> **What you need to do**: Filter the entries beneath this task, copying only the lines that hold the word "bowl".

======== Excerpted records

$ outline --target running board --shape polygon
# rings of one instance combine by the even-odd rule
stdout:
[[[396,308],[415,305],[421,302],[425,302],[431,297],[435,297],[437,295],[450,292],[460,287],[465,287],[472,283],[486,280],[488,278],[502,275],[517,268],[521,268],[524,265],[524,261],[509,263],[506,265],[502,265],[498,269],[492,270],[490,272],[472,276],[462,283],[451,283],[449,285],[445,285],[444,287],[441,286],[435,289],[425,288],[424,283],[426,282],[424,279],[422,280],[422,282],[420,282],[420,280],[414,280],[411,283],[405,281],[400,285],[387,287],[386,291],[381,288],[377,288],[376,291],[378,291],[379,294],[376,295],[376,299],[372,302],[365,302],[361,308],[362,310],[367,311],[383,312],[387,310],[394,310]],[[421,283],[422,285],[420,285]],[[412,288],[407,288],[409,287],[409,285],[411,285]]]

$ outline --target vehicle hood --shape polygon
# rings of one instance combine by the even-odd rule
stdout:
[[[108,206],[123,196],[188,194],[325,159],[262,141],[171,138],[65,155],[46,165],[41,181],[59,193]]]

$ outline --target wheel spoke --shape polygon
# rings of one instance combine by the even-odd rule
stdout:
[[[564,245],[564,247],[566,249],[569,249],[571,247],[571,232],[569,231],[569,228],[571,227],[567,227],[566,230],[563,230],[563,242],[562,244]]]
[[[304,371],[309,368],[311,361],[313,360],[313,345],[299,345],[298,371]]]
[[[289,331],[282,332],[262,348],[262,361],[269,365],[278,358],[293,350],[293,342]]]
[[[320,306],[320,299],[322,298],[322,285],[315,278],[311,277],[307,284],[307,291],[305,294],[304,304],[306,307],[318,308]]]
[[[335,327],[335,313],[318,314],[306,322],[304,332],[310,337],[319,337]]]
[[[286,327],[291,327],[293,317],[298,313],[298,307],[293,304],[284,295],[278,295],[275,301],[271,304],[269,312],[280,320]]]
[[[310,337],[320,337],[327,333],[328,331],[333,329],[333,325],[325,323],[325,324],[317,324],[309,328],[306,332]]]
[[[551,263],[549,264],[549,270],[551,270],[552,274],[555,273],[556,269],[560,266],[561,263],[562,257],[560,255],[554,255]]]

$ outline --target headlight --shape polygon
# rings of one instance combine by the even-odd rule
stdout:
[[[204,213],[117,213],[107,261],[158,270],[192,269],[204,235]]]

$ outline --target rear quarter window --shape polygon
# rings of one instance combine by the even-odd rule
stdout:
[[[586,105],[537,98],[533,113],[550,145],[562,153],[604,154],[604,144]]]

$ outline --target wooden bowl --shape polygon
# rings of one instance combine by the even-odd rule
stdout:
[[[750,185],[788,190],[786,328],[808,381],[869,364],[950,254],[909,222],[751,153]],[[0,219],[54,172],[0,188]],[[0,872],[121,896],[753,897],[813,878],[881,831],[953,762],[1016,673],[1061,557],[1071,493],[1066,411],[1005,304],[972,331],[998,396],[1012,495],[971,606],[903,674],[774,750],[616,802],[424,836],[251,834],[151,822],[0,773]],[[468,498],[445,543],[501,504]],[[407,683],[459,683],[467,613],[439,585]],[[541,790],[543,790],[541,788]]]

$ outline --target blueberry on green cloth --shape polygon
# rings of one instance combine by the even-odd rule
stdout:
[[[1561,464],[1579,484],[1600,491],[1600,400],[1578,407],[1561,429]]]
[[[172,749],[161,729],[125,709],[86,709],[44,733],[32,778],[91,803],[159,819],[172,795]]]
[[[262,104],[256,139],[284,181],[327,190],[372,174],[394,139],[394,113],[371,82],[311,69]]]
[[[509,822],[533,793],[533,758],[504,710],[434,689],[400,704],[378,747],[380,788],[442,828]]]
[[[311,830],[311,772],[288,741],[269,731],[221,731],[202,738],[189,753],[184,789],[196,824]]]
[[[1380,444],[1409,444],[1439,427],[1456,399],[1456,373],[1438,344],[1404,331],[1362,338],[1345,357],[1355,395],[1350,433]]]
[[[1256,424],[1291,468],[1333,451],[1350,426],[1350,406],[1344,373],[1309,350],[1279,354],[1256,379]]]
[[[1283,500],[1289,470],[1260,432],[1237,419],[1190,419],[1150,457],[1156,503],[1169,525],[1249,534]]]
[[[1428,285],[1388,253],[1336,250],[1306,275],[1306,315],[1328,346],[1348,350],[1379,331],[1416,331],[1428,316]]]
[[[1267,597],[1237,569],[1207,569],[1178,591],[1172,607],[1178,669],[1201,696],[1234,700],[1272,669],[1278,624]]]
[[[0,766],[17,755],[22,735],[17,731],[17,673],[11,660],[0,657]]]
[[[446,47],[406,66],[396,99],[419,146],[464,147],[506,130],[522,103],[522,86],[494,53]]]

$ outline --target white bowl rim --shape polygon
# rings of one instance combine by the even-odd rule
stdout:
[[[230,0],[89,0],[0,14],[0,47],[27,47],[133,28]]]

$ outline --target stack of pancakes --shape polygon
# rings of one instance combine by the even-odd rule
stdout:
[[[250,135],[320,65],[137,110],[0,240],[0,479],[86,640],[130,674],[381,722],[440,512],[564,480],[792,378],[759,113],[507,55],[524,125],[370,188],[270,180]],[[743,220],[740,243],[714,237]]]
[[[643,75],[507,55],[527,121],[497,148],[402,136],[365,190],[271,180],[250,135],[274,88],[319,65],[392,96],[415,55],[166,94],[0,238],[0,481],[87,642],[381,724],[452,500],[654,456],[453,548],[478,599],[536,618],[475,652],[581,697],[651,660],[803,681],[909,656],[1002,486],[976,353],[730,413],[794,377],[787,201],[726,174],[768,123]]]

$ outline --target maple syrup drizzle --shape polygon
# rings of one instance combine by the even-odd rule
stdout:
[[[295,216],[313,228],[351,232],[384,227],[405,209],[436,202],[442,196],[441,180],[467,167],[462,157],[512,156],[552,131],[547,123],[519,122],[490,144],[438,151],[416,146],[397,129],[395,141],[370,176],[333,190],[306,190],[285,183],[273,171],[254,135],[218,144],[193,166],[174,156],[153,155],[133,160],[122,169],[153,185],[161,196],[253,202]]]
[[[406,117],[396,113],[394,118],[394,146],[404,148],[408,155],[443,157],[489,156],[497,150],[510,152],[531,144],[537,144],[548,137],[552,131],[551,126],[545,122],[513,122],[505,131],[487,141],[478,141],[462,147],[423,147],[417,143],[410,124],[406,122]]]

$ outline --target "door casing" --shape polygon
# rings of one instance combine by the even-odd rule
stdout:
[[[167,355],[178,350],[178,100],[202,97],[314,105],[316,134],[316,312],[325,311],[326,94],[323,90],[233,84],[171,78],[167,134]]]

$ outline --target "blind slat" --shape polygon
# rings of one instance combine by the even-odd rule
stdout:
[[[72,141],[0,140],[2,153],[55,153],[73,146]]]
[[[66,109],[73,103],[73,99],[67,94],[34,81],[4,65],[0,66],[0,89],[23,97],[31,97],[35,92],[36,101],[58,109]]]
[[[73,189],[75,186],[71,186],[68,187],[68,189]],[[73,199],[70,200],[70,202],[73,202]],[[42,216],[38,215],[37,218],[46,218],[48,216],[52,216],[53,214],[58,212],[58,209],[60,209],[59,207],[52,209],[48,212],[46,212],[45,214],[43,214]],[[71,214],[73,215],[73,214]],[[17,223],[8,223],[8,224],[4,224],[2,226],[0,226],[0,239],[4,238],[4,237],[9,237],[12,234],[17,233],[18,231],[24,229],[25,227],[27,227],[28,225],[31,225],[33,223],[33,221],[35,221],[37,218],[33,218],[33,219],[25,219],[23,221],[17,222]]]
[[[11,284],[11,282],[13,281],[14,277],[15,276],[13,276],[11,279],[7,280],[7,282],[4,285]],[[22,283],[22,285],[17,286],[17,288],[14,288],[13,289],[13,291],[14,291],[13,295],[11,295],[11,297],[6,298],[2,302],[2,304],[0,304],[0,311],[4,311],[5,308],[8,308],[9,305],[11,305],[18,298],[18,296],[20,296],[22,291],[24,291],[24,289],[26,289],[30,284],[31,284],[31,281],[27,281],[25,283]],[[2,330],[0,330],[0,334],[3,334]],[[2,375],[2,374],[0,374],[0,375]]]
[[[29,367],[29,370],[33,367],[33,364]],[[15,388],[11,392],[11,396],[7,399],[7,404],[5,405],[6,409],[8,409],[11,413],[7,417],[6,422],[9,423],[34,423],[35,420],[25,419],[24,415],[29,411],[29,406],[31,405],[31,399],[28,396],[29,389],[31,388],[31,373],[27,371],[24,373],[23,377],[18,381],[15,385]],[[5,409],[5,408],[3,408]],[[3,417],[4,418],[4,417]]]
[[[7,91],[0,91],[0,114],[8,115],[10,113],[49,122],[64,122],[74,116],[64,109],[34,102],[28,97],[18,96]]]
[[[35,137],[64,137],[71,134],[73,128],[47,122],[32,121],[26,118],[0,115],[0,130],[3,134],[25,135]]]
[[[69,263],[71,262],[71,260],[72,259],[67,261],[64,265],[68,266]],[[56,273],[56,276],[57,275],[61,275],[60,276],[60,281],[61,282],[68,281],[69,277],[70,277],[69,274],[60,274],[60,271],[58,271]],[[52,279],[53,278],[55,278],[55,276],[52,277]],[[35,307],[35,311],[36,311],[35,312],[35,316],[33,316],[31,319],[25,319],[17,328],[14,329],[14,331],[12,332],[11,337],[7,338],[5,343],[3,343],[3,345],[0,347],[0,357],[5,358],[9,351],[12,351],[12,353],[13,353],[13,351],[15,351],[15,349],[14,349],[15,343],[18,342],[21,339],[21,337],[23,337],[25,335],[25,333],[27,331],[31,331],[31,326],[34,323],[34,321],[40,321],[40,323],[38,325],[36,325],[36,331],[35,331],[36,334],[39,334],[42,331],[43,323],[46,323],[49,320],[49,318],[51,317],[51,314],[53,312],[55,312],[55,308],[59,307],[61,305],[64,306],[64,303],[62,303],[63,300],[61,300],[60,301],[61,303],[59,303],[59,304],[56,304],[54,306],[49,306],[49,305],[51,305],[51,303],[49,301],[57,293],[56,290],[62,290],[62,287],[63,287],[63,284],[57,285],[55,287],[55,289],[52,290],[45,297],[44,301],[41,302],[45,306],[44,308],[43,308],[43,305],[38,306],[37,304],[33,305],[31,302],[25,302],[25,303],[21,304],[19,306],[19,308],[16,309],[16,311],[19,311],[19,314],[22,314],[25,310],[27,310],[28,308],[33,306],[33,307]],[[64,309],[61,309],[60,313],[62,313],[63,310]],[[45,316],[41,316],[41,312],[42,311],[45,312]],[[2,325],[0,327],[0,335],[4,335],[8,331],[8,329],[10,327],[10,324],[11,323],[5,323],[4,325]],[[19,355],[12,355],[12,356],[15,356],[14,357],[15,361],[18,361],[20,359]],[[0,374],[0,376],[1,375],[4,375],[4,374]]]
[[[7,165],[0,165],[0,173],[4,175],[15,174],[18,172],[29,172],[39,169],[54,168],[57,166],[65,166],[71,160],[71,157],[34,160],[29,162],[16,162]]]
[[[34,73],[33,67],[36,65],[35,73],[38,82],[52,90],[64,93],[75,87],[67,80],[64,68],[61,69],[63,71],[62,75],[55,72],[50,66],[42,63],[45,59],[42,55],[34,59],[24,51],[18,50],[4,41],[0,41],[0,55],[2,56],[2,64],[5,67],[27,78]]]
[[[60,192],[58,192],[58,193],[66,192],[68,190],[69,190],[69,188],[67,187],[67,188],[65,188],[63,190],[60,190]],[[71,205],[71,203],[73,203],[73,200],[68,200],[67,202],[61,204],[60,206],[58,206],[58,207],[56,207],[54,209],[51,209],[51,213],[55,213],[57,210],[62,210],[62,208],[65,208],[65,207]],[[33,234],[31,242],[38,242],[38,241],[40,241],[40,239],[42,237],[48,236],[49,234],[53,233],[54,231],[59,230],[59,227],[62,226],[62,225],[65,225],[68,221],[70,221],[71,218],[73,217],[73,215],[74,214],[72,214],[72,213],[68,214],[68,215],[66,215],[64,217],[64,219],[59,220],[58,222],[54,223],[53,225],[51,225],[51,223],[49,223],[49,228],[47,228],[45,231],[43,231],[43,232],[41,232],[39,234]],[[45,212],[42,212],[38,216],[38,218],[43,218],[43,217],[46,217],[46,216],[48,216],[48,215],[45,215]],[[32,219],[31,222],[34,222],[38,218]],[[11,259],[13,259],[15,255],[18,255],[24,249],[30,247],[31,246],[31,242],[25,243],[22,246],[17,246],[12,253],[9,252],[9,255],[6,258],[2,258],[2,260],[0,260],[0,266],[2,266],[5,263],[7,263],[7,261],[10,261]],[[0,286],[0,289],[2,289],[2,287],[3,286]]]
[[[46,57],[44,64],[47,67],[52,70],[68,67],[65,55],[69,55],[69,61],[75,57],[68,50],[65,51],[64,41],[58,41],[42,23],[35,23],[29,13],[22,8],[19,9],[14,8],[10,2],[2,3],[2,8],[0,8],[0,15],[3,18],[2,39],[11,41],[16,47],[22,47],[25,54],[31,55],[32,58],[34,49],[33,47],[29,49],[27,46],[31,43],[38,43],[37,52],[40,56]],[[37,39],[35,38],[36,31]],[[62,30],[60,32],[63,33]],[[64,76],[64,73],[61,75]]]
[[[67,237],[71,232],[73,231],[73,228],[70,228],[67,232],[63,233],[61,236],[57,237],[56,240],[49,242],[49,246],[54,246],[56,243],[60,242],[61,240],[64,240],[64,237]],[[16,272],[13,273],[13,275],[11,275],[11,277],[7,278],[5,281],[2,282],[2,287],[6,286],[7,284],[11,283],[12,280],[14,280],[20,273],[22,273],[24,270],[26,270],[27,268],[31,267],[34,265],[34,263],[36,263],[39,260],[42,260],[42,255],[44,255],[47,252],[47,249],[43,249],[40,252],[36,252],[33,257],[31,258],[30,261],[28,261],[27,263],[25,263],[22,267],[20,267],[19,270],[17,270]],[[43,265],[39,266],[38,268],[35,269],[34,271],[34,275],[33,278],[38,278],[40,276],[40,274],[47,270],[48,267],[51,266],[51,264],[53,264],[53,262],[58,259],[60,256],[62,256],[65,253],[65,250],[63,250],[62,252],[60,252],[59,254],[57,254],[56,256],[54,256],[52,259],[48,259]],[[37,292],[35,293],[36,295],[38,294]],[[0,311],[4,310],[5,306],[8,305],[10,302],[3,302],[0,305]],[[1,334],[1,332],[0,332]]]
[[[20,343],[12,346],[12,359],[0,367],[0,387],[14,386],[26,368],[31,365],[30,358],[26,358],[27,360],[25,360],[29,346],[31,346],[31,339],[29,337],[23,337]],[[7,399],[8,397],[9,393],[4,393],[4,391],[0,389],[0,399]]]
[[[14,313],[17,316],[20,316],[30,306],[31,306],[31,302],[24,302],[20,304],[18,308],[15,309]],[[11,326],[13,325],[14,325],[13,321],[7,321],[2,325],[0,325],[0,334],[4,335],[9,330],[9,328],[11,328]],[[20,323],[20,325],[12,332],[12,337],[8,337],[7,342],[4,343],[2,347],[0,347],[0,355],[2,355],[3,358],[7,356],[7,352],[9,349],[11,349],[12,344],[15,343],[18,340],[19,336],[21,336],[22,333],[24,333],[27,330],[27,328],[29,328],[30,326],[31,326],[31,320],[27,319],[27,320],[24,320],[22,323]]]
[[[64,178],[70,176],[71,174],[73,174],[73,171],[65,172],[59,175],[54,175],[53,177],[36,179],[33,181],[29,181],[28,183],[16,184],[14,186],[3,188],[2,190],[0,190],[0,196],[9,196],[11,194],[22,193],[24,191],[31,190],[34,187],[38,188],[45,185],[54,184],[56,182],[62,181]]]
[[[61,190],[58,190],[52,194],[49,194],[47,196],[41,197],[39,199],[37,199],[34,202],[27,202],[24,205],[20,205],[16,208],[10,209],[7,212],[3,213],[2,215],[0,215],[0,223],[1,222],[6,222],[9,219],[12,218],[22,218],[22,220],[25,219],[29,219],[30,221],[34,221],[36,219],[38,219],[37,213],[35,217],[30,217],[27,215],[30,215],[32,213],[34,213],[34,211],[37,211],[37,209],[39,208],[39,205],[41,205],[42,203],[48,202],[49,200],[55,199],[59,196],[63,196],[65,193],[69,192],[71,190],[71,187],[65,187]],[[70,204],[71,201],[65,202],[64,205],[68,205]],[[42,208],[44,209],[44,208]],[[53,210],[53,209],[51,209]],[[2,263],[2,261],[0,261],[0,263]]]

================

> **Reply to the exercise**:
$ outline --target wooden bowl --shape polygon
$ outline --target white bowl rim --shape polygon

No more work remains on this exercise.